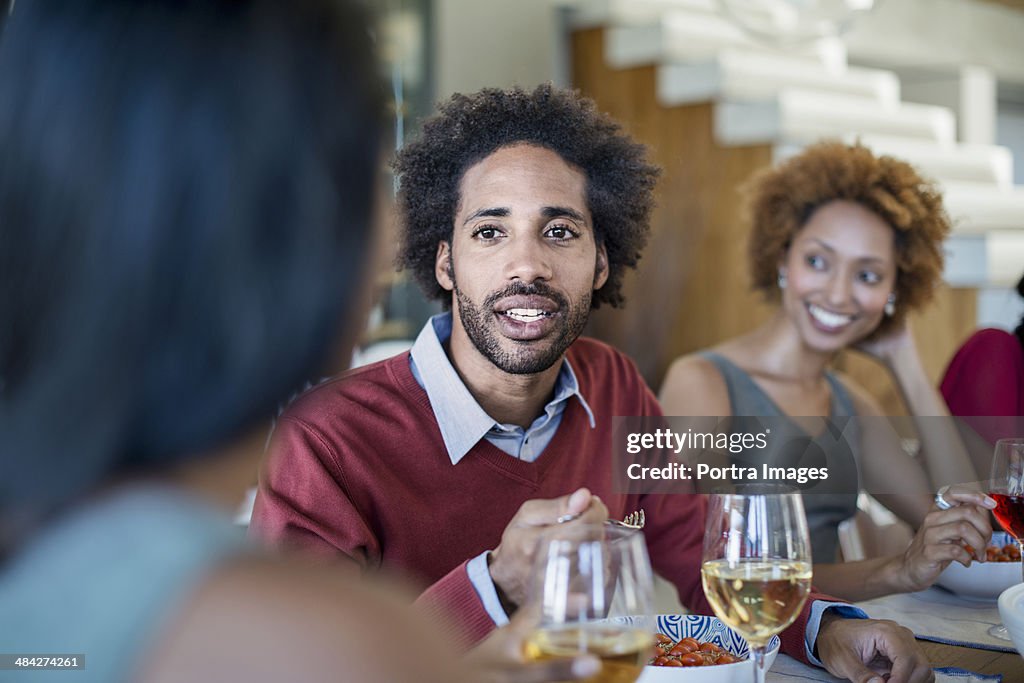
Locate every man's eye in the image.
[547,225,579,240]
[473,225,499,240]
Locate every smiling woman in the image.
[660,142,988,600]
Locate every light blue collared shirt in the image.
[409,313,595,465]
[409,312,867,655]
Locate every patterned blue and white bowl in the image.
[637,614,781,683]
[935,531,1021,601]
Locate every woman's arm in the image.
[814,489,995,602]
[859,326,978,499]
[657,355,732,417]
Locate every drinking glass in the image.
[988,437,1024,640]
[524,523,654,683]
[700,485,811,683]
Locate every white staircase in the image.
[559,0,1024,288]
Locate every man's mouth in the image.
[504,308,554,323]
[807,303,857,330]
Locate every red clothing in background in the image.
[940,329,1024,441]
[252,339,809,660]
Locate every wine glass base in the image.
[988,625,1010,641]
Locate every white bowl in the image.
[999,584,1024,652]
[935,531,1021,601]
[637,614,781,683]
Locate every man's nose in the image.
[503,232,552,283]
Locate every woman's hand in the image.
[856,318,918,367]
[894,485,995,592]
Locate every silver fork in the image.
[555,509,647,528]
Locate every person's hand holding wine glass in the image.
[988,437,1024,640]
[525,522,653,683]
[700,485,811,683]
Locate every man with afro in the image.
[252,85,931,681]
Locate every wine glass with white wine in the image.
[700,485,811,683]
[524,522,654,683]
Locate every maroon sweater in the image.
[251,339,808,660]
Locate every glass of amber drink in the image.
[700,485,811,683]
[524,522,654,683]
[988,437,1024,640]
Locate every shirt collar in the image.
[411,312,595,465]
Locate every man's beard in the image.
[453,278,592,375]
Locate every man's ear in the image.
[594,244,608,291]
[434,241,455,292]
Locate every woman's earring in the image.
[884,292,896,317]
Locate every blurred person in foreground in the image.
[660,142,994,600]
[939,274,1024,444]
[251,85,932,682]
[0,0,597,683]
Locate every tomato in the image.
[679,652,705,667]
[650,633,740,667]
[669,638,697,656]
[679,638,700,652]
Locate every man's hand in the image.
[465,609,601,683]
[817,611,935,683]
[488,488,608,608]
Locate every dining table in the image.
[766,586,1024,683]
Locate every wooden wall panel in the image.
[571,29,976,415]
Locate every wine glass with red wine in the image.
[988,437,1024,640]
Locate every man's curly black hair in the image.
[393,84,658,308]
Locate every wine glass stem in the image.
[751,645,765,683]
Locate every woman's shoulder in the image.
[140,556,462,683]
[956,328,1022,356]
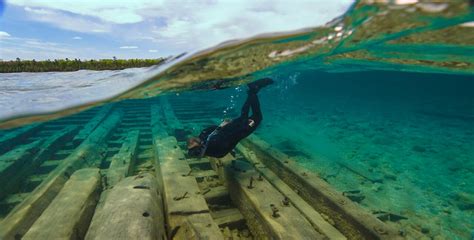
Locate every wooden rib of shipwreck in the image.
[85,173,166,240]
[22,168,101,240]
[242,136,401,239]
[0,98,408,240]
[0,112,122,239]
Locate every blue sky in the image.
[0,0,352,60]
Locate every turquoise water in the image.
[161,66,474,239]
[0,1,474,239]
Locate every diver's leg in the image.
[248,94,263,124]
[240,92,255,118]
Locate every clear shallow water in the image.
[0,1,474,239]
[157,69,474,239]
[0,66,165,121]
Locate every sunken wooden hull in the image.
[0,97,401,240]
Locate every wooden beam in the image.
[85,173,166,240]
[241,135,401,239]
[0,111,122,239]
[22,168,101,240]
[0,125,78,199]
[107,130,140,187]
[0,123,42,154]
[224,160,326,239]
[152,114,223,239]
[237,144,347,240]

• DESCRIPTION OF THE TASK: Rewrite the stretch of the listing from the line containing "Locate every man's ear in the image." through the end, with every "wooden" changed to "timber" and nothing else altered. Give only those lines, and leave out the pictures.

• CORRECT RESULT:
Locate every man's ear in the image.
[594,244,608,291]
[434,241,455,292]
Locate every woman's earring in the image.
[884,292,896,317]
Locate every blurred person in foreground in the image.
[660,142,994,600]
[939,274,1024,444]
[251,85,932,682]
[0,0,597,683]
Locate every tomato in the image.
[679,652,705,667]
[650,633,740,667]
[669,638,697,656]
[679,638,700,652]
Locate every man's hand in the image.
[465,609,601,683]
[817,611,935,683]
[488,488,608,608]
Locate every dining table in the image.
[766,586,1024,683]
Locate every timber wall panel in the image.
[571,29,976,415]
Locate every wine glass with red wine in the image.
[988,437,1024,640]
Locate every man's curly black hair in the image.
[393,84,658,308]
Locate every wine glass stem in the image.
[751,645,765,683]
Locate every woman's shoulder in the image.
[140,556,462,683]
[956,328,1022,356]
Locate every timber rib of shipwreck in the image.
[85,173,166,240]
[22,168,101,240]
[242,136,401,239]
[0,98,408,240]
[0,112,122,239]
Locate every blue sky in the image.
[0,0,352,60]
Locate every turquoise water in the image.
[161,66,474,239]
[0,1,474,239]
Locate every diver's leg in the image.
[248,94,263,124]
[240,92,255,118]
Locate every clear shallow water in the image.
[0,1,474,239]
[157,69,474,239]
[0,66,165,121]
Locate every sunken timber hull in the image.
[0,97,401,240]
Locate every timber beam in the image.
[85,173,166,240]
[241,135,401,239]
[0,111,122,239]
[22,168,101,240]
[0,125,78,199]
[107,130,140,187]
[0,123,42,154]
[224,160,326,239]
[152,114,223,239]
[237,144,347,240]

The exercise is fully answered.